PROBLEM TO SOLVE ▸ Gather every row of the records below that contains the word "line", and copy those rows out unchanged.

DATA ENTRIES ▸

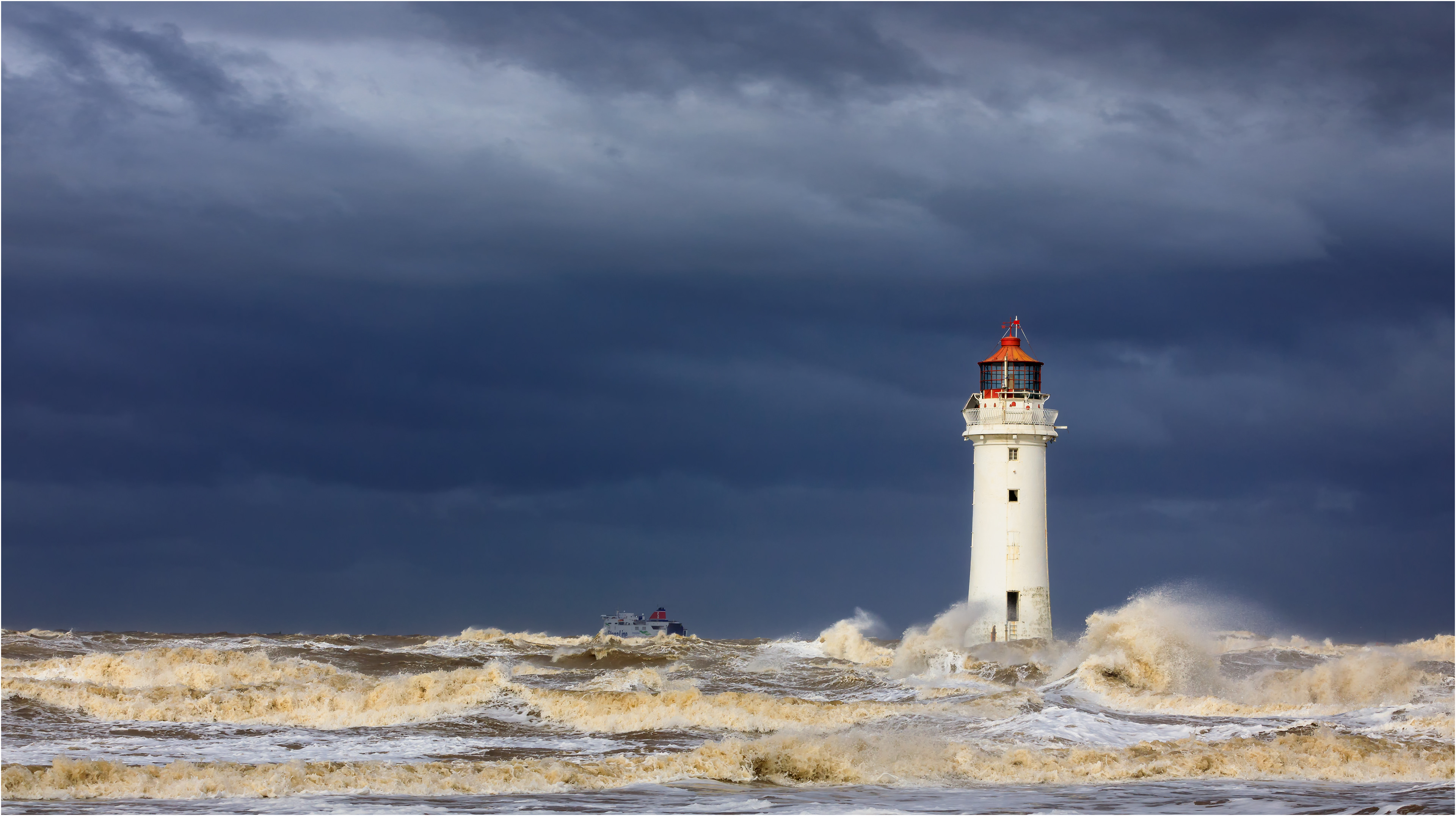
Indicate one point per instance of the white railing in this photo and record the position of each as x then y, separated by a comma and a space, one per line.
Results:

...

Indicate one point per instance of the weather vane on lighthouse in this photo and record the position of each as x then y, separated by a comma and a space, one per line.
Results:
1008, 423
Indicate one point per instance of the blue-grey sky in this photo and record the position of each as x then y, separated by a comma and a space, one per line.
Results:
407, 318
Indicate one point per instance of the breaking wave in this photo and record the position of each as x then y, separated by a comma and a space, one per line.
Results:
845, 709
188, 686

---

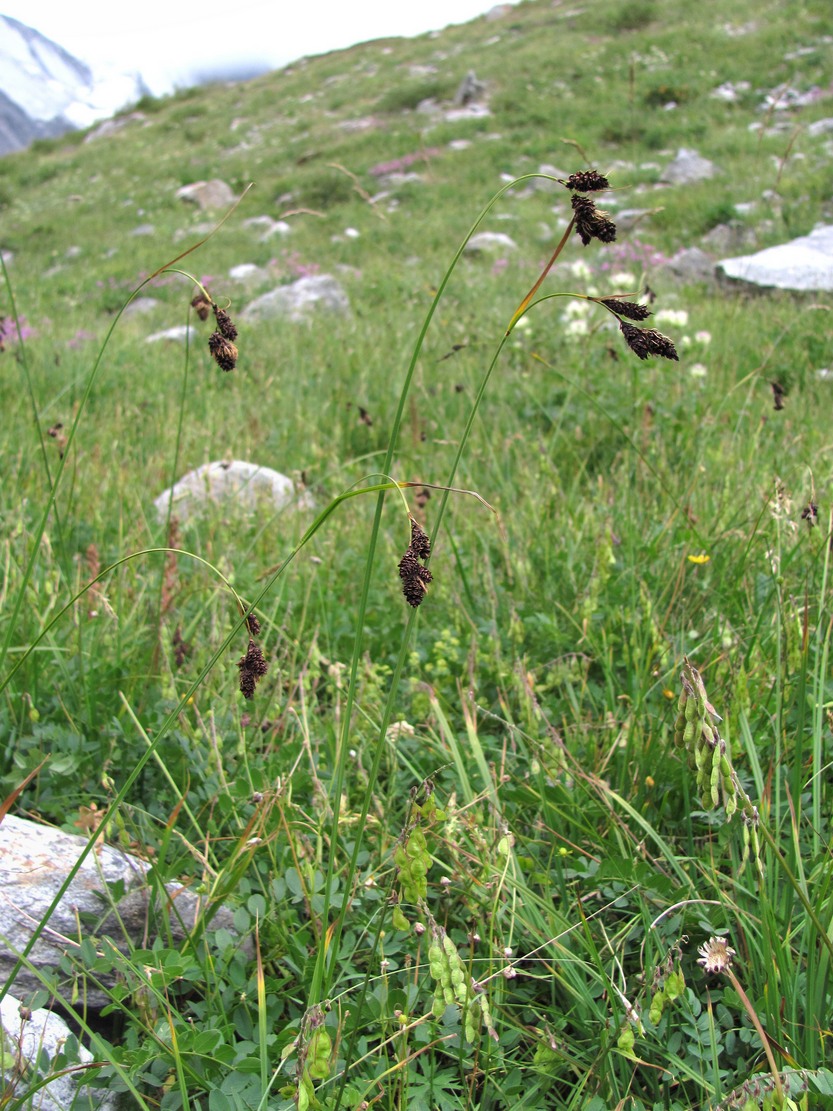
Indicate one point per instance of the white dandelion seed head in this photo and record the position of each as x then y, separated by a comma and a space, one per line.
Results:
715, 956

RESPONSE ▸
Indicate one point per instance of the white railing in this photo and record the position of each as x then y, separated by a comma and a space, one per line.
Indicate one point per instance of the weather vane on lighthouse in this photo and record the position of each as x then y, separated by a comma and a space, one per line.
Indicate one point per instance of the blue-grey sky in this photo and record the position of each as x then y, separated by a comma and a space, one per line.
Indicate one point per instance of the breaking wave in this photo and record the position of each as x then y, separated by a comma and a space, one per line.
Indicate one point per instance of the white dandelion seed head in this photo and record the position of each as x then y, separated by a comma and a space, one per line.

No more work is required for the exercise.